## [Direction A]
Rewrite the network monitoring thread below, starting at "Im an admin" and ending at "at for this...", with "cable company" replaced by "cable provider".

**** Selected passage ****

# network monitoring...

## green sun

Hi all,

Im an admin in a large school system, using broadband connections between several (40+) schools. Here's the problem:

The cable is provided free of charge from the cable company, but as such, they are hesitant to troubleshoot a lot of problems. They will often blame the problem on "too much traffic" (and they are probably right). However, we currently only use monitoring software that gives up average uptimes, and not real-time statistics.

Often, the cable network is saturated, and sites "drop off". Im curious if people know of good Linux software tools to help us monitor & deliver good up and down time statistics.

The current thinking is throwing money into expensive Windows monitoring software, I want to convince them to look at a Linux solution. I have a gentoo machine that I can use, I just really don't know what software to look at for this...

Any help is appreciated..

thanks!

~gs

----------

## klieber

Two that spring to mind are mrtg and mrtg's big brother, rrdtool.

--kurt

----------

## Neo-einstein

You really should checkout the rrdtool site as most of the monitoring stuff is based on that tool. T

There are a lot of different apps, see the RRD World part, for all the implementations  :Smile: 

I used cricket and cacti ! Cricket is not bad, very similar to mrtg thou, cacti is more visual (nice php interface), but harder to get up n running.

----------

## Hellfire

For simple average utilization MRTG might be easier to implement on your scale. We are all assuming, of course, that you have a SNMP capable device directly tied to the links to pull stats from. RRD/MRTG are both far more flexible than just simple SNMP gets but it's still the most direct and efficient method.

-h

----------

## rizzo

We use nagios.  It's the descendant of netsaint, only renamed.  We can monitor any service on any box, and it keeps up/downtime statistics for everything.

9 thumbs up.

----------

## green sun

Thanks for all the replies. I've looked into Nagios, and I think its a good monitoring solution, but I had difficulties setting it up... I'm looking into all the other tools mentioned. Thanks so much for the feedback!

****

## [Direction B]
Return the extracted records below without changes, starting at their first line and ending at the line that contains "column 844, row 223".

**** Provided information ****

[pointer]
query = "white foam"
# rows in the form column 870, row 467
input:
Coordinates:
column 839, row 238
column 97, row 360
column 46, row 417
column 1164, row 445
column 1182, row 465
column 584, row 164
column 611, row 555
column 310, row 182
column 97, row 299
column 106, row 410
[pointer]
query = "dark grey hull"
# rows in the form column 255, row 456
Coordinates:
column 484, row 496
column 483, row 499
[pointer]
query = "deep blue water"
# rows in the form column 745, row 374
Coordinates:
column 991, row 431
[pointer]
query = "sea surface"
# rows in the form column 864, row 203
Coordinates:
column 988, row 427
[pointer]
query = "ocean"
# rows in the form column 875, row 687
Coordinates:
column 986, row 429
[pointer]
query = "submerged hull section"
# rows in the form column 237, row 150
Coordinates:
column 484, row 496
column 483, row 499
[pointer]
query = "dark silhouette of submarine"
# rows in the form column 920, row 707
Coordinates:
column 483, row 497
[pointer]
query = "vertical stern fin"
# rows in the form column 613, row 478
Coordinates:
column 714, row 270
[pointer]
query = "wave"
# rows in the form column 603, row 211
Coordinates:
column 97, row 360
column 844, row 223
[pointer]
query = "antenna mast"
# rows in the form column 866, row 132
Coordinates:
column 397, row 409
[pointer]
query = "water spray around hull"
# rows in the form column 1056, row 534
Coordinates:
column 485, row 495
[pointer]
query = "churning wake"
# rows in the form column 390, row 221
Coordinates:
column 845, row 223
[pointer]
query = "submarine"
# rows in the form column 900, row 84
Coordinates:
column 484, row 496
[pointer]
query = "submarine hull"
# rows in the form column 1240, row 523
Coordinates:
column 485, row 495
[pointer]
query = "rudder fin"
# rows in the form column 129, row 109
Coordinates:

****

## [Worked answer A]
Im an admin in a large school system, using broadband connections between several (40+) schools. Here's the problem:

The cable is provided free of charge from the cable provider, but as such, they are hesitant to troubleshoot a lot of problems. They will often blame the problem on "too much traffic" (and they are probably right). However, we currently only use monitoring software that gives up average uptimes, and not real-time statistics.

Often, the cable network is saturated, and sites "drop off". Im curious if people know of good Linux software tools to help us monitor & deliver good up and down time statistics.

The current thinking is throwing money into expensive Windows monitoring software, I want to convince them to look at a Linux solution. I have a gentoo machine that I can use, I just really don't know what software to look at for this...

## [Worked answer B]
[pointer]
query = "white foam"
# rows in the form column 870, row 467
input:
Coordinates:
column 839, row 238
column 97, row 360
column 46, row 417
column 1164, row 445
column 1182, row 465
column 584, row 164
column 611, row 555
column 310, row 182
column 97, row 299
column 106, row 410
[pointer]
query = "dark grey hull"
# rows in the form column 255, row 456
Coordinates:
column 484, row 496
column 483, row 499
[pointer]
query = "deep blue water"
# rows in the form column 745, row 374
Coordinates:
column 991, row 431
[pointer]
query = "sea surface"
# rows in the form column 864, row 203
Coordinates:
column 988, row 427
[pointer]
query = "ocean"
# rows in the form column 875, row 687
Coordinates:
column 986, row 429
[pointer]
query = "submerged hull section"
# rows in the form column 237, row 150
Coordinates:
column 484, row 496
column 483, row 499
[pointer]
query = "dark silhouette of submarine"
# rows in the form column 920, row 707
Coordinates:
column 483, row 497
[pointer]
query = "vertical stern fin"
# rows in the form column 613, row 478
Coordinates:
column 714, row 270
[pointer]
query = "wave"
# rows in the form column 603, row 211
Coordinates:
column 97, row 360
column 844, row 223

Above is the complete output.